*** Kaynak metin
Abaküs Yazılım
10. Ceza Dairesi
Esas No: 2017/120
Karar No: 2017/1275

Uyuşturucu madde ticareti yapma - Yargıtay 10. Ceza Dairesi 2017/120 Esas 2017/1275 Karar Sayılı İlamı

10. Ceza Dairesi         2017/120 E.  ,  2017/1275 K.

    "İçtihat Metni"

    İtirazla İlgili Mahkeme Kararı : Ağır Ceza Mahkemesi"nin 28.04.2016 - 2015/346 esas ve 2016/170 karar sayılı sanık ... hakkında zincirleme olarak uyuşturucu madde ticareti yapma suçuna ilişkin mahkûmiyet kararı
    Suç : Uyuşturucu madde ticareti yapma

    İtiraz yazısı ile dava dosyası incelendi.

    A) KONUYLA İLGİLİ BİLGİLER
    Uyuşturucu madde ticareti yapma suçundan sanık hakkında, Nevşehir Ağır Ceza Mahkemesi"nce yapılan yargılama sonucu 28.04.2016 tarihinde 2015/346 esas ve 2016/170 karar sayı ile sanığın mahkûmiyetine karar verilmiş, re"sen de temyize tabi olan hüküm sanık ve müdafii tarafından da temyiz edilmiştir.
******
*** Çıkarılan bilgiler
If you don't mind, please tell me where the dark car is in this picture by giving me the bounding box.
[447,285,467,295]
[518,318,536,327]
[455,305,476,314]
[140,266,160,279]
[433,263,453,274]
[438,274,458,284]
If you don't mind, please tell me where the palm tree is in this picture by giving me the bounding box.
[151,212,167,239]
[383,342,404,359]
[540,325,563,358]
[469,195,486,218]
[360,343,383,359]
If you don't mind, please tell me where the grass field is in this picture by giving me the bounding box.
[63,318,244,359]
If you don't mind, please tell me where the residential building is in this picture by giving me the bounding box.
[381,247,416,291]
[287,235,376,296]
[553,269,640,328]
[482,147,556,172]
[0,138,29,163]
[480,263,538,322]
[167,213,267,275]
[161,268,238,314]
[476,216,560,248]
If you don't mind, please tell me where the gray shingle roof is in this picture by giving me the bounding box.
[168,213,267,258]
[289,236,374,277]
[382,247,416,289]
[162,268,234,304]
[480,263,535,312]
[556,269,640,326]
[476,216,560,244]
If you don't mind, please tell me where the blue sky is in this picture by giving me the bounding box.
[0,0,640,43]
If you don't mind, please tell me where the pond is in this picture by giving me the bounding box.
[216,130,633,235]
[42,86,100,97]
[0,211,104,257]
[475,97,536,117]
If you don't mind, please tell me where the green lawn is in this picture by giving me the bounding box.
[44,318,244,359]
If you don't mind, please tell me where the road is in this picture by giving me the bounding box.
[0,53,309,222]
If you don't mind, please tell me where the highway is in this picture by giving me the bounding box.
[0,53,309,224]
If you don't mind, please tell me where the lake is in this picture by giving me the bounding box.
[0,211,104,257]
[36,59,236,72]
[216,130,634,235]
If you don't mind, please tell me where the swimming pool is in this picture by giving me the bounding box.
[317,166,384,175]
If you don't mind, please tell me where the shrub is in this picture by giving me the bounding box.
******
» **Sorular**:
a – Yargıtay kararına göre şu soruları cevaplayın:
(i) Kararın karar numarası nedir?
(ii) Sanığın mahkûmiyetine hangi mahkeme karar vermiştir?
(iii) Mahkûmiyet kararı hangi tarihte verilmiştir?
b – Yargıtay kararında geçen bütün esas ve karar numaralarını sıralayın. Tekrar edenleri bir kez yazın.
c – Yargıtay kararının metnini son cümleden sonra birkaç cümleyle sürdürün.
Liste, metinden ayrı bir malzemedir.

» **Çözümler**:
a –
(i) 2017/1275
(ii) Nevşehir Ağır Ceza Mahkemesi
(iii) 28.04.2016

b – 2017/120, 2017/1275, 2015/346, 2016/170

c –
    Dairemizce 30.11.2016 tarihinde 2016/2536 esas ve 2016/3941 karar sayı ile hükmün Üye ..."ün karşı oyu ve oyçokluğuyla onanmasına karar verilmiştir.
    Yargıtay Cumhuriyet Başsavcılığı"nca, Dairemizin bu kararına itiraz edilmiştir.
    B) İTİRAZ NEDENLERİ:
    Yargıtay Cumhuriyet Başsavcılığı"nın itiraz yazısında; "Nevşehir Ağır Ceza Mahkemesi, 28.4.2016 gün ve 2015/346-2016/170 sayılı kararı ile uyuşturucu madde ticareti yapma suçundan, sanık ..."ın 5237 Syl. TCK 188/3-2, 4, 43/1, 62, 52, 53/1, 58/6, 7, 63, 54 üncü maddeleri uyarınca 25 yıl hapis ve 2.320. TL adli para cezası ile tecziyesine karar vermiştir.
    11.10.2015 suç tarihinde, sanık; yaşı küçük ..."e 1,08 gram esrar, ...,... ve ..."ye ise ... etken maddesi içeren toplam 1,170 gram madde satmıştır. Beşinci Adli Tıp İhtisas Kurulu"nun 11.04.2016 tarihli raporunda, ..."nın amid taşıyan indol türevi sentetik ... olduğu, 08.03.2016 tarihli Resmi Gazetede yayımlanan, Bakanlar Kurulu"nun 16.02.2016 tarihli kararı ile 2313 sayılı Uyuşturucu Maddelerin Murakabesi Hakkında Kanun"un 19 uncu maddesine göre uyuşturucu madde kapsamına alındığı belirtilmiştir.
    Sanık eylemlerinde, suç tarihleri 11.10.2015 tir.
    Öncelikle şu hususların saptanması ve tartışılması gerekir.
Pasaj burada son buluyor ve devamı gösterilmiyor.